### BRIEF
Output all entries exactly; images excluded.

### SOURCE INFORMATION
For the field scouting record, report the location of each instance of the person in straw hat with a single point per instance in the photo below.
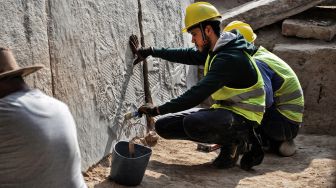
(38, 139)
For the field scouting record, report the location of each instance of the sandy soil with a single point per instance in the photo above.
(178, 164)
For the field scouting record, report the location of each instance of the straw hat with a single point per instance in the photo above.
(9, 67)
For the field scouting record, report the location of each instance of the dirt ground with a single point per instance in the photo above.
(177, 164)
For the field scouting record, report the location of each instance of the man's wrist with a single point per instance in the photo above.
(157, 110)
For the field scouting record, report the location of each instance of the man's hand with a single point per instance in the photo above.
(142, 53)
(149, 109)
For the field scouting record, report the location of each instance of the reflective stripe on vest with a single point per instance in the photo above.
(291, 107)
(289, 96)
(236, 100)
(248, 102)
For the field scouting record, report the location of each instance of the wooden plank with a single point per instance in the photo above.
(266, 12)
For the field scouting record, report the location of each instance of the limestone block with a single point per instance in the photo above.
(24, 30)
(92, 65)
(162, 27)
(315, 65)
(265, 12)
(318, 29)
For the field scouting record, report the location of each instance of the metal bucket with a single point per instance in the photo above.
(126, 170)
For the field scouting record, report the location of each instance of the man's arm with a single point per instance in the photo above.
(218, 76)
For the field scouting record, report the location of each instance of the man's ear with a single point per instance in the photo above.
(208, 30)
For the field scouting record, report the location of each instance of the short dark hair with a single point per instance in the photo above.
(215, 24)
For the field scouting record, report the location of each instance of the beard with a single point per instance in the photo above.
(206, 45)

### OUTPUT BELOW
For the field scouting record, report the location of each instance of the person in straw hat with a single point per instance in the photo below.
(38, 139)
For the field scouting record, report the location of each instance of the sandy soil with a single point per instance in the photo above.
(178, 164)
For the field scouting record, report the location of each instance of the straw hat with a single point per instance in the photo above.
(9, 67)
For the field scouting record, report the location of each instance of the dirt ground with a single point per instance in the photo above.
(177, 164)
For the field scouting record, report the location of each instance of the man's wrist with a single point per instance in the photo above.
(157, 110)
For the field scouting record, report the location of each instance of the man's hand with a single point per instance in the photo above.
(142, 53)
(149, 109)
For the field scouting record, report the location of each instance of the reflective stripe on vest with a single point per instance in the photo above.
(291, 107)
(289, 96)
(236, 100)
(248, 102)
For the field scouting record, report the location of each instance of the wooden plank with a single point per instance in the photo above.
(266, 12)
For the field scouting record, report the location of each instance of the limestone block with a single point per instance in the photo above.
(24, 30)
(92, 65)
(162, 27)
(315, 65)
(265, 12)
(318, 29)
For the field scouting record, report the location of each instance of the metal bucket with a single point per instance in the photo above.
(126, 170)
For the field scouting record, report the location of each instance of the man's arm with a single point per instance in the photo above.
(218, 76)
For the field scouting record, report the location of each instance of the man's ear with a single point per instance in the photo above.
(208, 30)
For the field scouting record, report the location of each instance of the short dark hair with a single point per instance in the photo above.
(215, 24)
For the field scouting record, report the location of each instance of the beard with a single point per instance in the photo above.
(206, 45)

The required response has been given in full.